Sunday, May 7, 2017

LINQ Basics by Example

While working on my 70-487 study guide I wrote up a looong section on basic LINQ operators that, while certainly germane, was not really the subject at hand.  So I'm refactoring that stuff into it's own post.  I look at the LINQ extension methods provided by Enumerable and Queryable (basically the same operations, just different underlying behavior), with lots of example code and console screenshots.  All the code samples can be found on my Github page for the study guide examples.
My notion of "categories" of operations was really just an organizational convenience, otherwise it was just this huge list of operations with no clear relationship to each other.  If some operations didn't fit neatly into a group... well I just sort of winged it.  Sue me.

Links in the lists of operations are to the Enumerable versions.  I've noted which methods use deferred execution, which is basically a way of waiting to enumerate a sequence and perform operations on it until absolutely necessary.  In many cases, deferred execution can save work and speed up operations (but it can bite you if you aren't aware of it).

Exercise requirements:
[1] According to the LINQ post, which two classes provide the extension methods it examines?
[2] Write the next part of the LINQ post, picking up right after its final sentence.
The listing placed after the LINQ post isn't needed.

Supplied data:
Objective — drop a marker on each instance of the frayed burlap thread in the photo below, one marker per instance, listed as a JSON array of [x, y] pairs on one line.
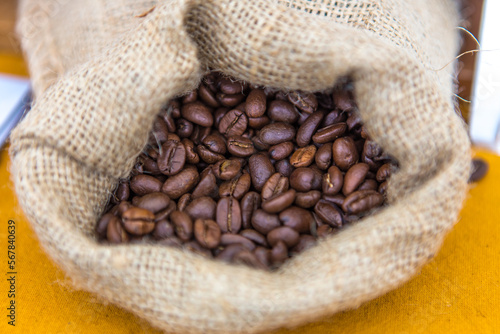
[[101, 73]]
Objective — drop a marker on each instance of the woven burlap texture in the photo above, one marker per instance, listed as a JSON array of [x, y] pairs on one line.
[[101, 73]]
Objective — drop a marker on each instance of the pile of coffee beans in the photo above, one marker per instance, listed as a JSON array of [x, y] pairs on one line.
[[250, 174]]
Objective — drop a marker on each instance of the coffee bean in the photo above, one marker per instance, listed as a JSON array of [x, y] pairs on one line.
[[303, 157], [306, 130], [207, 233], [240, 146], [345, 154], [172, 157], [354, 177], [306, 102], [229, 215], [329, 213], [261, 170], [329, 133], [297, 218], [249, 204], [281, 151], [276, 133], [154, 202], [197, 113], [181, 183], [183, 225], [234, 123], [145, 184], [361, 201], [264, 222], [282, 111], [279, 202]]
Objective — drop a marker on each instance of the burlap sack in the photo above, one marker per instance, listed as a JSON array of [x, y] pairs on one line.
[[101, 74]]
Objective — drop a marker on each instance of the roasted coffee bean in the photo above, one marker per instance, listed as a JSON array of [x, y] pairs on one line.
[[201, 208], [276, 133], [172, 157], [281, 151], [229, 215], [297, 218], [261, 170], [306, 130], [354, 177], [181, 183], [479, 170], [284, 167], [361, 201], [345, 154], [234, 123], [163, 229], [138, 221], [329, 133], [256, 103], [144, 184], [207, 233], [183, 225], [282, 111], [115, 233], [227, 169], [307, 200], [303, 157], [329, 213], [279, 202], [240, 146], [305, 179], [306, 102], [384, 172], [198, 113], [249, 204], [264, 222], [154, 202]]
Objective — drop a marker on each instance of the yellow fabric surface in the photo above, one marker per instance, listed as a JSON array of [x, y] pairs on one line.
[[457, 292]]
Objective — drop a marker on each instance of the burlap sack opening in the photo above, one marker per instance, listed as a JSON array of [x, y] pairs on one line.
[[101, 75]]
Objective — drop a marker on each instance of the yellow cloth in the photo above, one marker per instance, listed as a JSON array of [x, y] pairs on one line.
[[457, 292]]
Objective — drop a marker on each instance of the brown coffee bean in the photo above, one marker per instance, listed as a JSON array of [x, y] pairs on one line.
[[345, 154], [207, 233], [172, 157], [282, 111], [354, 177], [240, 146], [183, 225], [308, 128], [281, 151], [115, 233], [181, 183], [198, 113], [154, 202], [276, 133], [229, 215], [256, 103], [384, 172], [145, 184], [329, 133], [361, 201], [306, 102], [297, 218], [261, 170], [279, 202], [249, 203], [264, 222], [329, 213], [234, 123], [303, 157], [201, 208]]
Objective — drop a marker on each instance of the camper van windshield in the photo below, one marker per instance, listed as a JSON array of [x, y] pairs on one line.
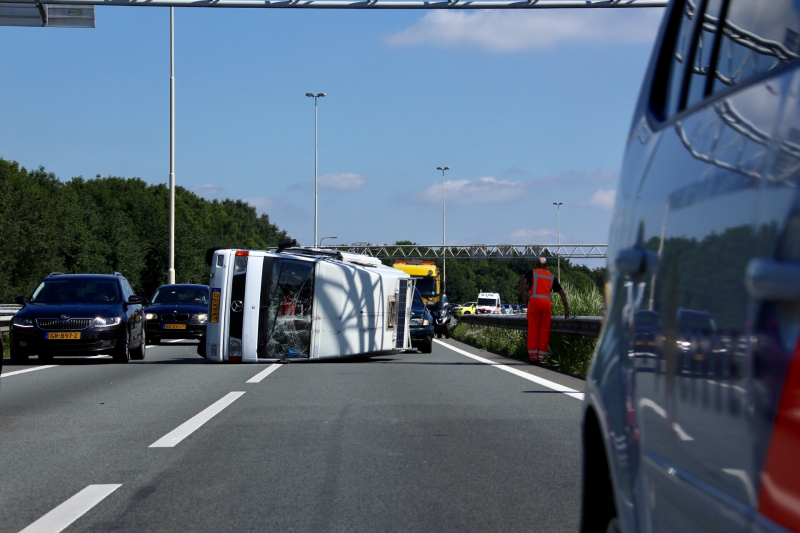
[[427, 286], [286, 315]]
---
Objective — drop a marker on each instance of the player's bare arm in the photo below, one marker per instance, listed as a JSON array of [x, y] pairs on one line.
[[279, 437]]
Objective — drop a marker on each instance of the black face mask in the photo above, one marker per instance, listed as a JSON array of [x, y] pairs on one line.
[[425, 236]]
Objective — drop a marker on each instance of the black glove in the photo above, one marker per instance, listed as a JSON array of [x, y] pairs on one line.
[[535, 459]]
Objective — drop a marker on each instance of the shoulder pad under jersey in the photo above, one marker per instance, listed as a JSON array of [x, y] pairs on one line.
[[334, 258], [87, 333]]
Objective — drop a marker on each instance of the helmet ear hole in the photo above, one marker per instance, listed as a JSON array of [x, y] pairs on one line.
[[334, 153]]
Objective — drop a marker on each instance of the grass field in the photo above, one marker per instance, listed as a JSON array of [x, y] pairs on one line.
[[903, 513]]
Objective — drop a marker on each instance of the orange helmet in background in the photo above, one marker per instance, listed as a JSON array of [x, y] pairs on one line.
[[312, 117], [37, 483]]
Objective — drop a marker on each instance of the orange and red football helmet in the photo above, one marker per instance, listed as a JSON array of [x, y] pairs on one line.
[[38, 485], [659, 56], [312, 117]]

Responses to the tasks:
[1] Enumerable and Queryable.

[2]
Numeric Operations


These operations perform mathematical functions on a sequence of numbers (well, except for Range, which generates a sequence of integers).  These should be pretty self explanatory to anyone with a basic math competence.  There are something like 20 overloads for all except Range, to deal with each kind of number type (Int32, Int64, Decimal, Double, Single), the nullable versions of each, and variants that take a transformation function.  The varieties that take a transform function apply the transform to the sequence, then operate on the results of the transform (so if you have a sequence of non-numbers, you can spit out the number you want to sum, average, whatever, from a field or calculation).
  • Average - computes average or numeric sequence
  • Max - computes max of numeric sequence
  • Min - computes min of numeric sequence
  • Range - generates a sequence of integers in range
  • Sum - computes the sum of a numeric sequence

static void Numeric()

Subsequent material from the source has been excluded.